## DO THIS
Every line from the one containing "If you would be willing to indicate the grass median" to the final line of the material below must be reproduced exactly; leave out all other lines.

(Records from a dataset)
==*==
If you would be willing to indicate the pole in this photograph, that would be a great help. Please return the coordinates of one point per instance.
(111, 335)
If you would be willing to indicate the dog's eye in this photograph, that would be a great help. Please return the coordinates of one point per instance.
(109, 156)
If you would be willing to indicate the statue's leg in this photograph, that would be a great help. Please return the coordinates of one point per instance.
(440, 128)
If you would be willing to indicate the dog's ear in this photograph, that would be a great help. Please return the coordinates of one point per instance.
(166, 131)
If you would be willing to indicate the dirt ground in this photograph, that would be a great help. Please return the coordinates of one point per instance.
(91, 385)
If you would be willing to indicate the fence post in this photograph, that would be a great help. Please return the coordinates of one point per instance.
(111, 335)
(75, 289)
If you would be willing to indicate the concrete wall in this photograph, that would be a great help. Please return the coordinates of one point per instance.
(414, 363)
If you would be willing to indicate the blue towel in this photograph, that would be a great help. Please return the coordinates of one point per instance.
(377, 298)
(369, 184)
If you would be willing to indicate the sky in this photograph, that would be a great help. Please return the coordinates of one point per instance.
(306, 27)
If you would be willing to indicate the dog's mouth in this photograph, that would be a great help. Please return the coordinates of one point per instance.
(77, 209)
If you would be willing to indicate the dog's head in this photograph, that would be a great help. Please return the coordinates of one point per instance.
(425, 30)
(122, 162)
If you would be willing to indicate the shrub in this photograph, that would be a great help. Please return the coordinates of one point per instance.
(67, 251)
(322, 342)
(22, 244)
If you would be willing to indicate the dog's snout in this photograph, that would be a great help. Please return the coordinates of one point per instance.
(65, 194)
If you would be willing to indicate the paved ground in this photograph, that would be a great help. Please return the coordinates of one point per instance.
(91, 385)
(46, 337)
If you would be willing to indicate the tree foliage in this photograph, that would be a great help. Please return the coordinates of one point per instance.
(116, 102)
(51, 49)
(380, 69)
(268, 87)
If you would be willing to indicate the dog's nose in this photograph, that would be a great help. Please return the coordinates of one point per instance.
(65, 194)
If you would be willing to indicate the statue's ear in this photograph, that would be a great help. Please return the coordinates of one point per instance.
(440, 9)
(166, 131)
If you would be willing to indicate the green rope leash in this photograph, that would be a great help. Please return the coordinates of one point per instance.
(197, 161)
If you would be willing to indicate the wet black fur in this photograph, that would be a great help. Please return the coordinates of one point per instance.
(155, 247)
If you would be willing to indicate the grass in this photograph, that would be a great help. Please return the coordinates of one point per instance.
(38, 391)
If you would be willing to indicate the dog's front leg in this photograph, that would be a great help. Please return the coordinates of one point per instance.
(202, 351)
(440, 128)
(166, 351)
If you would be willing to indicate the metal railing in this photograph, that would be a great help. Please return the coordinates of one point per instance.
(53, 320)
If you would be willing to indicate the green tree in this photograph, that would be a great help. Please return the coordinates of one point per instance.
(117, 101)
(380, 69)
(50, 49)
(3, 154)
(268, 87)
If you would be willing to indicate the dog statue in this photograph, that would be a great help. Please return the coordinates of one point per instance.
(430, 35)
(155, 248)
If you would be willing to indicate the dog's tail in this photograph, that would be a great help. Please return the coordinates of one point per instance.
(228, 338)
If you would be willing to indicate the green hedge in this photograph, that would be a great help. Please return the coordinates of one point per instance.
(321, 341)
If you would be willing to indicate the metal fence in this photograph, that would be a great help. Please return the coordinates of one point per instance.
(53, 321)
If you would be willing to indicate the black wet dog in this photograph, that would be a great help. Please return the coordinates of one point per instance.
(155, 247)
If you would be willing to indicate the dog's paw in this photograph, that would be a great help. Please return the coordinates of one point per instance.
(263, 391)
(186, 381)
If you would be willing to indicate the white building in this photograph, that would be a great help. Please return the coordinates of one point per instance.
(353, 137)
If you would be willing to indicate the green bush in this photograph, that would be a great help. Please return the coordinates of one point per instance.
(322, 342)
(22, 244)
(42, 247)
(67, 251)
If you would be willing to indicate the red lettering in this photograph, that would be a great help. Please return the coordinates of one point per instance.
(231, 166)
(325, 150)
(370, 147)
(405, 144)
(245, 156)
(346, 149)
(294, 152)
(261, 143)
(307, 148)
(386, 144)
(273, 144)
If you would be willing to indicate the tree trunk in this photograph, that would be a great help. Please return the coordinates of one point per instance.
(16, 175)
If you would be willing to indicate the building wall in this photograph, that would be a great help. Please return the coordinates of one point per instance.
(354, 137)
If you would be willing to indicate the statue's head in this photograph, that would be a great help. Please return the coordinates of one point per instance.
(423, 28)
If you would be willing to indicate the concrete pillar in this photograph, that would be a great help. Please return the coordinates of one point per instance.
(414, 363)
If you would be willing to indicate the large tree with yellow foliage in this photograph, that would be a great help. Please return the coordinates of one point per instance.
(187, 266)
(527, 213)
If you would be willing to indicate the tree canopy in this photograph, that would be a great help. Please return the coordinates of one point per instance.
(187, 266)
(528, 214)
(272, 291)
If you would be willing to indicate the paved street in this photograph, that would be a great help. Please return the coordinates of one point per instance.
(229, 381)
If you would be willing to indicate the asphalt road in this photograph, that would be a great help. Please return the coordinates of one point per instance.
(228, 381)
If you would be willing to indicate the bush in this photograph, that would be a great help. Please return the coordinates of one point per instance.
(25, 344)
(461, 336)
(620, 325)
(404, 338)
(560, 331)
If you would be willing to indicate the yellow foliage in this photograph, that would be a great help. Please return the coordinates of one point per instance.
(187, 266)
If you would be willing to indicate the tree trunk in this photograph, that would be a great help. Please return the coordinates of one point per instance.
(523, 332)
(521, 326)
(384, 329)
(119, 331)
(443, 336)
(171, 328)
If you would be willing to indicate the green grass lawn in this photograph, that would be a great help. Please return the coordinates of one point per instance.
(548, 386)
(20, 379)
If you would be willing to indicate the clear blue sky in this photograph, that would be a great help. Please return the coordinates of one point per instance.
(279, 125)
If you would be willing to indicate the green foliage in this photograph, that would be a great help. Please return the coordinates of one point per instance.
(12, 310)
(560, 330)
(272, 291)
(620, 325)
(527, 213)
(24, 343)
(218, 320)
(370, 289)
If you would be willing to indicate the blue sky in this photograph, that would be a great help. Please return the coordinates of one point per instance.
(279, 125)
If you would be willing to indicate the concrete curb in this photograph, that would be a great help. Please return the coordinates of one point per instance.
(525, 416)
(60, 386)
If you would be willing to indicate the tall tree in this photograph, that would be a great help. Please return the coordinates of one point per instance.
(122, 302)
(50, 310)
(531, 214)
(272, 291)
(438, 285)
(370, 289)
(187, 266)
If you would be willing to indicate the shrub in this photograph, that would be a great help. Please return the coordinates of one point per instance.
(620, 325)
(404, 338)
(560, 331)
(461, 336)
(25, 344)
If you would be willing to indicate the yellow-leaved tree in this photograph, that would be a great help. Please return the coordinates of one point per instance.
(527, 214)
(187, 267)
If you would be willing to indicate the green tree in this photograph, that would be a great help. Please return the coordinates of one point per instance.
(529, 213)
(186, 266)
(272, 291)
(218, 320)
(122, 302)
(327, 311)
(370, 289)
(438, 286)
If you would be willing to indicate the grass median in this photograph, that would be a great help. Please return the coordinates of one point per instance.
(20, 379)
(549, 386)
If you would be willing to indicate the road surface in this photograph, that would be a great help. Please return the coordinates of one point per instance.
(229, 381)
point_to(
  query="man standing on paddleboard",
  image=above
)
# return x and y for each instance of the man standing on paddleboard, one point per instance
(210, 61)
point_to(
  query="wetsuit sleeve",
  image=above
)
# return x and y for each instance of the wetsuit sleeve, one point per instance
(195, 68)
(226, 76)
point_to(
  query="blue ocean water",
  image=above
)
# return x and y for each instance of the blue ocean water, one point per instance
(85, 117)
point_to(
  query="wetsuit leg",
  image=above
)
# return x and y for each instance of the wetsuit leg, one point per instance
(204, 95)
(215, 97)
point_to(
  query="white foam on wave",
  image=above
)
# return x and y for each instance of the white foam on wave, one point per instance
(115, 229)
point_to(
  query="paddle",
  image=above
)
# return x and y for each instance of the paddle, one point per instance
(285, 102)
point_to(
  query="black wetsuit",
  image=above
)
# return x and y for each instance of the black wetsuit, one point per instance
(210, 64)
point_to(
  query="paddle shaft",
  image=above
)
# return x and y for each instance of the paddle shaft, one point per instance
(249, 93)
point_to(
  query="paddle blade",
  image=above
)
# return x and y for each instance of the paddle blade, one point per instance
==*==
## THE REPLY
If you would be willing to indicate the grass median in this photograph, that would be a great help. Please return the coordinates of one point per instance.
(20, 379)
(549, 386)
If you would be willing to indicate the road surface in this photograph, that would be a great help. Please return the coordinates of one point per instance.
(229, 381)
point_to(
  query="man standing on paddleboard",
  image=above
)
# return x and y for each instance of the man standing on paddleboard, one point per instance
(210, 61)
point_to(
  query="wetsuit sleeve",
  image=above
)
# return x and y for each instance of the wetsuit sleeve, one point per instance
(195, 68)
(226, 76)
point_to(
  query="blue ocean water",
  image=above
)
# return x and y for each instance of the blue ocean water, one point per instance
(85, 117)
point_to(
  query="wetsuit leg",
  image=above
)
# return x and y for each instance of the wetsuit leg, one point per instance
(204, 95)
(215, 97)
point_to(
  query="white foam on wave",
  image=above
)
# return x and y for each instance of the white foam on wave, one point per instance
(115, 229)
point_to(
  query="paddle",
  image=above
)
# return x and y for each instance of the paddle, one point per instance
(285, 102)
point_to(
  query="black wetsuit",
  image=above
)
# return x and y for each instance of the black wetsuit, one point per instance
(210, 64)
point_to(
  query="paddle shaft",
  image=above
)
# return x and y for each instance of the paddle shaft, one point per instance
(249, 93)
point_to(
  query="paddle blade",
  image=above
)
# return x and y for each instance of the paddle blade, one point per instance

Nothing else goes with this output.